**Problem**
Of the lines listed below, return exactly those that run from the line containing "negative clicks: (283, 233) (280, 236)" through the line containing "positive clicks: (371, 415)", both included.

**Input data**
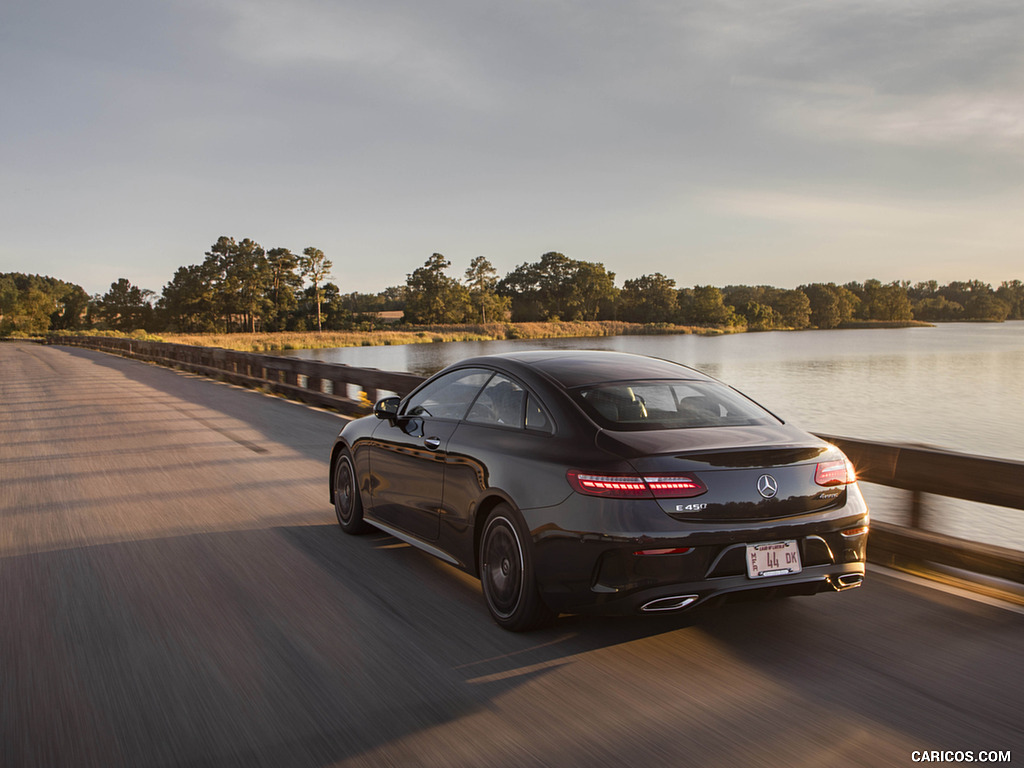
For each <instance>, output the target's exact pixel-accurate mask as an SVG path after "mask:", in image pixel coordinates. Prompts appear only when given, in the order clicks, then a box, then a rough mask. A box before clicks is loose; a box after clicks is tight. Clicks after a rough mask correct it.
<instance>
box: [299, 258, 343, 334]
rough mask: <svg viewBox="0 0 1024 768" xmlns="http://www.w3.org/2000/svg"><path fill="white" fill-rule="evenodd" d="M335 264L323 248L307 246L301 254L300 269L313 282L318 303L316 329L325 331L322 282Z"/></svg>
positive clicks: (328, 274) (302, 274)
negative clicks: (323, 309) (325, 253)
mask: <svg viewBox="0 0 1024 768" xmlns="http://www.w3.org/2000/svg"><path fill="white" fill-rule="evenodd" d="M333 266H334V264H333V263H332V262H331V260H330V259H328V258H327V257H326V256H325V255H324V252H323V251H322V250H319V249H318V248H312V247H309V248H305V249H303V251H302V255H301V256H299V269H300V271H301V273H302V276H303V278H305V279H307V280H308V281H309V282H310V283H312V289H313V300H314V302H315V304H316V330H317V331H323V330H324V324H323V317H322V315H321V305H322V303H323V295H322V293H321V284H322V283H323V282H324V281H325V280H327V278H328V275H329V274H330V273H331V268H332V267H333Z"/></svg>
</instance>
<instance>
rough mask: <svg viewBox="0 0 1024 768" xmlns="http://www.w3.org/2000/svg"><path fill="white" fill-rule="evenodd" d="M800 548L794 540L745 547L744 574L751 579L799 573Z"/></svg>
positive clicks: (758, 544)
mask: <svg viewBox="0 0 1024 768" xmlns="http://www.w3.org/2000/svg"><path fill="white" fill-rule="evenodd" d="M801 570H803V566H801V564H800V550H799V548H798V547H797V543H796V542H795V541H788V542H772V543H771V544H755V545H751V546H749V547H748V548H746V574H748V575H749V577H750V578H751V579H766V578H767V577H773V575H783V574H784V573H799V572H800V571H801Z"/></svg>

---

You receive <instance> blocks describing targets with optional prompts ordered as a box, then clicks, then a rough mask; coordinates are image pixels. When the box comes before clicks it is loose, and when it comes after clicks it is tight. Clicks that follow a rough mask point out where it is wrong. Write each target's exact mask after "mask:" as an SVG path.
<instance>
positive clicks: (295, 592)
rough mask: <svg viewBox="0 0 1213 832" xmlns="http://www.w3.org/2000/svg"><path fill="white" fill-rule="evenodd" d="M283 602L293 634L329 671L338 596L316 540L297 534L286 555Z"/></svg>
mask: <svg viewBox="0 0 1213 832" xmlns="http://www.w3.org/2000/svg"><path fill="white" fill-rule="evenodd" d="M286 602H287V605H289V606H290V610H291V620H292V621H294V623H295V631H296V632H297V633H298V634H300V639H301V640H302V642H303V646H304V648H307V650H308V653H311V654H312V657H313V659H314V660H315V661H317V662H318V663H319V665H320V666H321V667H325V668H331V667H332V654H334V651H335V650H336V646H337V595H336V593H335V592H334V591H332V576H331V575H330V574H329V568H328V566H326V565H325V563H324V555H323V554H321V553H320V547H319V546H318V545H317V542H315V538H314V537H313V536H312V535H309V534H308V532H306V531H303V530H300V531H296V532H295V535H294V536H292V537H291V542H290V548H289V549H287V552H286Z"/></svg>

* * *

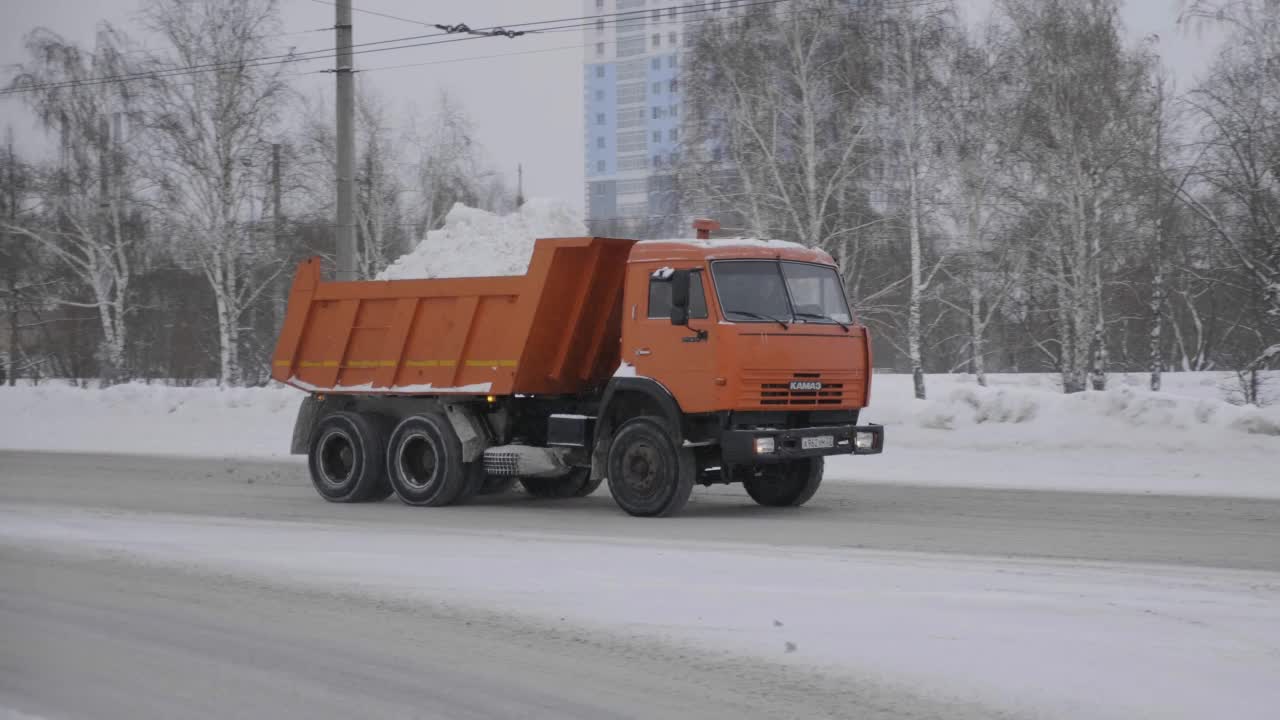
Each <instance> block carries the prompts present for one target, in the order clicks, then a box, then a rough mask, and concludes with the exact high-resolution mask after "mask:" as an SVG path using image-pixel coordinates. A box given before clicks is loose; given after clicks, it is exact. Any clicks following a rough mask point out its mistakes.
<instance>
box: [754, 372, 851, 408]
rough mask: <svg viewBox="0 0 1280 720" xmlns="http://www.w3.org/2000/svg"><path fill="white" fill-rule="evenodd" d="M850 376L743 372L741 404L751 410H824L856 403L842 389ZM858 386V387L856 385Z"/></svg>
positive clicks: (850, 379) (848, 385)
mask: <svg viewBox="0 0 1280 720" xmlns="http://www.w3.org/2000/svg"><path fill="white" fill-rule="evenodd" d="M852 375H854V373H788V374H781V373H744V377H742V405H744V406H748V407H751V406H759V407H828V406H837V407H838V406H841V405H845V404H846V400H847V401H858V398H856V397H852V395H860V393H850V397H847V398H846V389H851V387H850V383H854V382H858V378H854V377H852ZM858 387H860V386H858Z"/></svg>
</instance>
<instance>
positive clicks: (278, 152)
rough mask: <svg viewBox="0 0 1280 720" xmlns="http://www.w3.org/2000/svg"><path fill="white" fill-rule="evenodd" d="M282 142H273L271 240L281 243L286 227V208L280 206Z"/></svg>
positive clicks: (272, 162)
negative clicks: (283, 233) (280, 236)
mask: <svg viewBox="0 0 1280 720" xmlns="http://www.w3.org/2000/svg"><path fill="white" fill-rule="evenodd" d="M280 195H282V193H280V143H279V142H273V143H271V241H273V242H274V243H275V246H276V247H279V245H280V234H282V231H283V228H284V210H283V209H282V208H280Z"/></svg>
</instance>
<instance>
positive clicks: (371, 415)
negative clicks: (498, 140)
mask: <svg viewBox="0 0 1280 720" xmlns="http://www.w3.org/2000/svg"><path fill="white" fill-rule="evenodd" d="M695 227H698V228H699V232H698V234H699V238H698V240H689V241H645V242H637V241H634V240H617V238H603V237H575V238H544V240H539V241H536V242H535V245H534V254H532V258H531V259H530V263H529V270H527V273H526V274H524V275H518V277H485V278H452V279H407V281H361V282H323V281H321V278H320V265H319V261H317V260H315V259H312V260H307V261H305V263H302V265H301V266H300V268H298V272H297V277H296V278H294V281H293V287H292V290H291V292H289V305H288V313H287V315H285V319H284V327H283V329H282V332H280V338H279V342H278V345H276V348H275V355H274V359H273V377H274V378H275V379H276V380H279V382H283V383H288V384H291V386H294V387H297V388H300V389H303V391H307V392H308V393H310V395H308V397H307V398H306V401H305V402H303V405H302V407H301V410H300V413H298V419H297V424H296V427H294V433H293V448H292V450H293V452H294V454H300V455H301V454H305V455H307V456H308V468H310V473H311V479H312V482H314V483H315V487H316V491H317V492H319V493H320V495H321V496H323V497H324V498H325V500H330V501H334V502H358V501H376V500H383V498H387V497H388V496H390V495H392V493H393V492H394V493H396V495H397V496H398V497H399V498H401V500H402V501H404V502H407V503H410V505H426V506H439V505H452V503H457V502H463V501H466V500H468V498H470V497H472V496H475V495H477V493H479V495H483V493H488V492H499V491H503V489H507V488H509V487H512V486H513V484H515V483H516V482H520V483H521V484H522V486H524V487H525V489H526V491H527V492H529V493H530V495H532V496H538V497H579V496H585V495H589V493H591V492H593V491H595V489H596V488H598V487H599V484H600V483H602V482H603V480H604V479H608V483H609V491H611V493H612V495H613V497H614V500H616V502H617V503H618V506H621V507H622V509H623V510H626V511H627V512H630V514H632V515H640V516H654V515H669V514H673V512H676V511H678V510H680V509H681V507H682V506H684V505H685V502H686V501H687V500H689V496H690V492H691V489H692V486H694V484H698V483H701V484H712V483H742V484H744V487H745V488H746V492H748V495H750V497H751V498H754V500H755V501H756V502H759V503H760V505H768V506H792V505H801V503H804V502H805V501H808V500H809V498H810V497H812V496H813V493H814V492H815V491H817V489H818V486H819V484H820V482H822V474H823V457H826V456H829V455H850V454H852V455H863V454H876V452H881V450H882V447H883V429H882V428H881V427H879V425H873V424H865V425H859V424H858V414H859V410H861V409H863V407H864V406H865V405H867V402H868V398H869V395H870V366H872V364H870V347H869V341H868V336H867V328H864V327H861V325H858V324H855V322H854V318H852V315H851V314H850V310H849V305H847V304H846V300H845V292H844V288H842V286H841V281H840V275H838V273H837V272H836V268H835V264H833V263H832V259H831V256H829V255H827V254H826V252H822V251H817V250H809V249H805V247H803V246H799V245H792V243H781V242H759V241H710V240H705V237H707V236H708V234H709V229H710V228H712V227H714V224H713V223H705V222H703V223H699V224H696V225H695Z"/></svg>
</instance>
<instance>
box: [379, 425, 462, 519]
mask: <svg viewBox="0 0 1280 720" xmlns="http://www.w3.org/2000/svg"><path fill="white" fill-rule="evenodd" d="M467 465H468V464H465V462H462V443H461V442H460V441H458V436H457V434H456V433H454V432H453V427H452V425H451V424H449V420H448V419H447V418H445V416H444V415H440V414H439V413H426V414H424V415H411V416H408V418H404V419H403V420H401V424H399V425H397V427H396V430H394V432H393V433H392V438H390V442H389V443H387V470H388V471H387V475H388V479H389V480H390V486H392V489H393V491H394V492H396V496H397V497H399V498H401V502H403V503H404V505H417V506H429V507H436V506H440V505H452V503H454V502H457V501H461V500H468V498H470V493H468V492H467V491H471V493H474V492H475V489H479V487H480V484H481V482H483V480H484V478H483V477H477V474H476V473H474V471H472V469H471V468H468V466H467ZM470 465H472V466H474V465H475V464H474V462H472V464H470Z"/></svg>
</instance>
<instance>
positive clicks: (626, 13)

**Answer space**
negative clicks: (283, 233) (280, 236)
mask: <svg viewBox="0 0 1280 720" xmlns="http://www.w3.org/2000/svg"><path fill="white" fill-rule="evenodd" d="M280 195H282V193H280V143H279V142H273V143H271V241H273V242H274V243H275V246H276V247H279V245H280V234H282V231H283V228H284V210H283V209H282V208H280Z"/></svg>
</instance>
<instance>
positive clicks: (371, 415)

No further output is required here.